Extract every line of the data below that contains the string "locate", treating uppercase and lowercase letters as different.

§ **Data supplied**
----
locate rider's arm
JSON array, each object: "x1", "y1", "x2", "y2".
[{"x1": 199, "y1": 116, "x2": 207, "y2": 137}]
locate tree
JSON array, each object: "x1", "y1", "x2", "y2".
----
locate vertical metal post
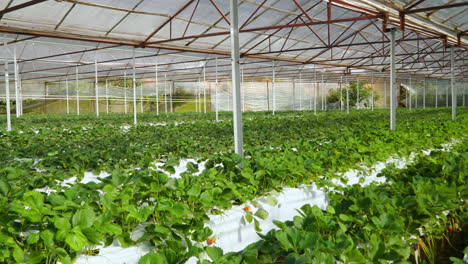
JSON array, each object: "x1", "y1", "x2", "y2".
----
§ **Exercise solution**
locate rider's arm
locate tree
locate vertical metal post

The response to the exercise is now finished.